§ **RECORDS FOR THE EXERCISE**
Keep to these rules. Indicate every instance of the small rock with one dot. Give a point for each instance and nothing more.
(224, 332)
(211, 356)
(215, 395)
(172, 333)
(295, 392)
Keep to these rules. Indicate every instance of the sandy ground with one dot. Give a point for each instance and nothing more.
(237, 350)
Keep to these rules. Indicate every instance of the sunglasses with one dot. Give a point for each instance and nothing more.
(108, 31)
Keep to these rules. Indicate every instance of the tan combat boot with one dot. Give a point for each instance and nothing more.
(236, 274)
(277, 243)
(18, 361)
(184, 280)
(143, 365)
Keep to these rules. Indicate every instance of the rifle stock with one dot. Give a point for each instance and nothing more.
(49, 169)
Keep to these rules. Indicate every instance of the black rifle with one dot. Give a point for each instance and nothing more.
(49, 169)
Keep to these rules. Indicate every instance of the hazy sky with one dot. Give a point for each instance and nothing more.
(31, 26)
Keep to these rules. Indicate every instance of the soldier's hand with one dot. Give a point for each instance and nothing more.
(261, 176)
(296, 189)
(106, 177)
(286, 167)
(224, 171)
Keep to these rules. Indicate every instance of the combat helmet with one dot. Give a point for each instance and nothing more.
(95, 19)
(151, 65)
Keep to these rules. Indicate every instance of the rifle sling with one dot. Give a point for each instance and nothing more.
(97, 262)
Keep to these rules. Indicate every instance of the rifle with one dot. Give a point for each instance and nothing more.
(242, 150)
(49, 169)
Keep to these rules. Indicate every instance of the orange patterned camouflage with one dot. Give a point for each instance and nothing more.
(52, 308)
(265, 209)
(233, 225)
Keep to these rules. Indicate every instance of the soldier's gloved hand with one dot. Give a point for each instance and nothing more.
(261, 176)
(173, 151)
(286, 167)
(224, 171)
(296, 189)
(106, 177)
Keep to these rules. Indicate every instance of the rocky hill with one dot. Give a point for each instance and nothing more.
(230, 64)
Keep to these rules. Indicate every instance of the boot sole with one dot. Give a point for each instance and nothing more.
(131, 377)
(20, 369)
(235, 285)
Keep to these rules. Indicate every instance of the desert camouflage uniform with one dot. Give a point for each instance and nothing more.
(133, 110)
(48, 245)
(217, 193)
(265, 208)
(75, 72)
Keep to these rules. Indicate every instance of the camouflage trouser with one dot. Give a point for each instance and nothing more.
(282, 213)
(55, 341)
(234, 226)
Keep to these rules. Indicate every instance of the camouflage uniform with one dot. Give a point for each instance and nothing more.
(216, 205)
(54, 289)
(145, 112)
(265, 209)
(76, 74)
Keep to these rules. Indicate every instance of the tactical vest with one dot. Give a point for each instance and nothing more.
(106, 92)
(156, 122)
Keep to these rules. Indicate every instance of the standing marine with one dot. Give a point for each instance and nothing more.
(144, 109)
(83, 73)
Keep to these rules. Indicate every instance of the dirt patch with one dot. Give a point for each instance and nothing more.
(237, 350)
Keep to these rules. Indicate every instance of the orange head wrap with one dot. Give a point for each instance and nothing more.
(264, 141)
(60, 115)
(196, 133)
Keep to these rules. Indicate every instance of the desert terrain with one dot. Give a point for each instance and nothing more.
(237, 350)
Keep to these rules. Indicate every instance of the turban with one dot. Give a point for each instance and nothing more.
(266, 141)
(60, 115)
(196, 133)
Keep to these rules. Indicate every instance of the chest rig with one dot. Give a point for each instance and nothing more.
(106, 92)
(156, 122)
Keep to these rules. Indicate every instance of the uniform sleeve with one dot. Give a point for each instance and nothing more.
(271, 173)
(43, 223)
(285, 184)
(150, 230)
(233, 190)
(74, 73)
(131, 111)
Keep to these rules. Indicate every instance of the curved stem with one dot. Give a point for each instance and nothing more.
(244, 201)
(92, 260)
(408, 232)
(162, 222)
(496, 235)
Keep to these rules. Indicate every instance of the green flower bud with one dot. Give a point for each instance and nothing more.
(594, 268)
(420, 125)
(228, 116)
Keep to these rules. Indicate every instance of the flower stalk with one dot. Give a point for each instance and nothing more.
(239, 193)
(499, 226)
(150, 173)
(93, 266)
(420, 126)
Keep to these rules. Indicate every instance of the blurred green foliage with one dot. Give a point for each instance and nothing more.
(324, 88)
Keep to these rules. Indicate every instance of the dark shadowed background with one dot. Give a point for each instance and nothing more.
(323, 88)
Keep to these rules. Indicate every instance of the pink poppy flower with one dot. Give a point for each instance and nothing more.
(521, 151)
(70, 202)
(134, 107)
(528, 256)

§ **CHALLENGE**
Present all of the material above as a numbered list, omitting any blank lines.

§ **PROBLEM SOLUTION**
1. Keep to these rules. Indicate every instance of the small rock with one dot. Give a point for each instance and nothing more.
2. (224, 332)
3. (211, 356)
4. (215, 395)
5. (172, 333)
6. (295, 392)
7. Keep to these rules. Indicate every instance of the sandy ground with one dot. Give a point for each instance and nothing more.
8. (237, 350)
9. Keep to these rules. Indicate every instance of the sunglasses with one dot. Give a point for each instance and nothing more.
10. (108, 31)
11. Keep to these rules. Indicate every instance of the tan combat boot with one dot. Give a point for each instance and nothing more.
12. (236, 274)
13. (277, 243)
14. (18, 361)
15. (184, 280)
16. (143, 365)
17. Keep to these rules. Indicate every instance of the rifle stock with one dot. Give a point for each instance and nothing more.
18. (49, 169)
19. Keep to these rules. Indicate every instance of the black rifle with one dot. Give a point for each instance and nothing more.
20. (49, 169)
21. Keep to these rules. Indicate every instance of the hazy sky with one dot. Give a point for each instance and nothing more.
22. (31, 26)
23. Keep to these rules. Indicate every instance of the soldier's hand with one dot. Give a point for each instance and nothing more.
24. (261, 176)
25. (296, 189)
26. (106, 177)
27. (286, 167)
28. (224, 171)
29. Keep to these rules. Indicate every instance of the combat helmet with one dot. Give a point for each instance and nothing more.
30. (95, 19)
31. (151, 65)
32. Keep to these rules. Indicate every instance of the rifle sling with one dot. Give a point for each instance and nothing more.
33. (97, 262)
34. Keep to these rules. Indicate every instance of the rifle with one dot. Give a point for each instance and nothing more.
35. (242, 150)
36. (49, 169)
37. Keep to these rules. Indicate every instance of the orange patterned camouflage with one dot. Give a point for each instance and nothing more.
38. (52, 308)
39. (265, 209)
40. (233, 225)
41. Keep to these rules. Indicate every instance of the soldier's gloved hand with one dot. Give a point for each instance and nothing more.
42. (261, 176)
43. (173, 151)
44. (286, 167)
45. (224, 171)
46. (296, 189)
47. (106, 177)
48. Keep to these rules. Indicate every instance of the rocky hill with one dot. Give a point for each instance and nothing more.
49. (230, 64)
50. Keep to these rules. Indicate every instance of the boot sole with one dot. Give a point for each instance and nothing more.
51. (131, 377)
52. (20, 369)
53. (235, 285)
54. Keep to these rules. Indicate every instance of the desert camouflage uniform with one dot. Give a point for each instance and nothing more.
55. (133, 110)
56. (48, 245)
57. (217, 193)
58. (265, 208)
59. (75, 72)
60. Keep to these rules. Indicate every instance of the camouflage trouser with one dot. Give a point for each instance and nothing more.
61. (282, 213)
62. (55, 341)
63. (234, 226)
64. Keep to these rules. Indicate every instance of the camouflage uniform with one dot. Give a point for each instance and nothing more.
65. (216, 205)
66. (54, 289)
67. (145, 112)
68. (265, 209)
69. (76, 74)
70. Keep to these rules. Indicate every instance of the tactical vest with one dot. Give a point for each instance and nothing more.
71. (106, 92)
72. (156, 122)
73. Keep to these rules. Indicate every instance of the standing marine with one dot. Give a point for each instance and nothing more.
74. (144, 109)
75. (83, 73)
76. Keep to these rules. Indicate every instance of the dirt patch with one dot. Give a point for each instance and nothing more.
77. (237, 350)
78. Keep to these rules. Indicate every instance of the orange head wrap with one dot. Give a point for each instance and nothing more.
79. (264, 141)
80. (60, 115)
81. (196, 133)
82. Keep to these rules. Indicate every instance of the desert terrain with one dot. Give a point for each instance and nothing more.
83. (237, 350)
84. Keep to these rules. Indicate every instance of the turban with one dot. Give a point for each instance and nothing more.
85. (266, 141)
86. (60, 115)
87. (196, 133)
88. Keep to these rules. Indicate every instance of the chest rig with one dot. Give a point for each instance and nothing more.
89. (106, 92)
90. (156, 122)
91. Keep to these rules. Indicate every instance of the uniform sleeve with one dot. Give a point for each instance and nothing more.
92. (271, 173)
93. (43, 223)
94. (285, 184)
95. (150, 230)
96. (233, 190)
97. (74, 73)
98. (131, 111)
99. Keep to these rules. Indicate every instance of the curved stem with one dot. Give a point for each instance and nothing more.
100. (244, 201)
101. (92, 260)
102. (408, 232)
103. (162, 222)
104. (496, 235)
105. Keep to these rules. Indicate every instance of the green flower bud with one dot. Give a point for each instance and nothing more.
106. (594, 268)
107. (420, 125)
108. (228, 116)
109. Keep to these rules. Indicate every instance of the flower stalk with one dot. Give a point for each instance and nothing more.
110. (239, 193)
111. (499, 226)
112. (150, 173)
113. (93, 266)
114. (420, 126)
115. Keep to these rules. Indicate every instance of the blurred green foliage with one dot. Give a point for each instance and nothing more.
116. (324, 88)
117. Keep to these rules. Indicate every instance of the dark shadowed background with one dot. Give a point for each instance and nothing more.
118. (323, 88)
119. Keep to these rules. Indicate every instance of the pink poppy flower with one dot. Give a point for each instance and nothing more.
120. (521, 151)
121. (70, 202)
122. (134, 107)
123. (528, 256)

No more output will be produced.